══ Document passage

When DD was 16 or 17, with nearly waist-length hair, she decided very suddenly she wanted a pixie cut. Someone she followed online had a pixie and I think she thought it would make her look edgy and cool like this person she admired, but given her size (tiny) and facial features (delicate, babyish) I thought it would mostly make her look like a 10 yr old boy. I didn't think that telling her that would be very effective (probably would have just made her more determined to do it at that age), so I just focused on the difficulty of growing it out if she didn't like it, explaining it would take a couple of years to get back to what she had, and that it would look really messy and uncool for the first year, and maybe she could consider a less drastic cut first, just to see if she liked shorter hair. She insisted she was sure she'd love a pixie, so that's what she got... and she absolutely hated it. Cried all the way home. I just said it wasn't as bad as she thought, and it would eventually grow out, and in the meantime I'd get her some bobby pins and styling gel and she could work on finding ways to make it look better.

════

# Required tasks:
A: In the passage about the pixie cut, how long did the parent say it would take for the hair to grow back to its previous length?
B: List every word that the passage about the pixie cut uses to describe DD's size and facial features.

══ Recorded data

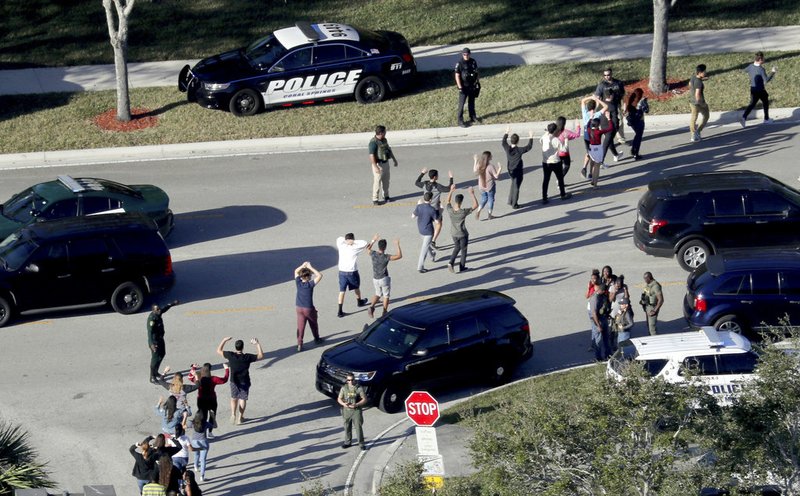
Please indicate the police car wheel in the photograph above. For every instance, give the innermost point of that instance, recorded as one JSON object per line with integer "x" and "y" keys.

════

# Task solutions:
A: A couple of years.

B: tiny, delicate, babyish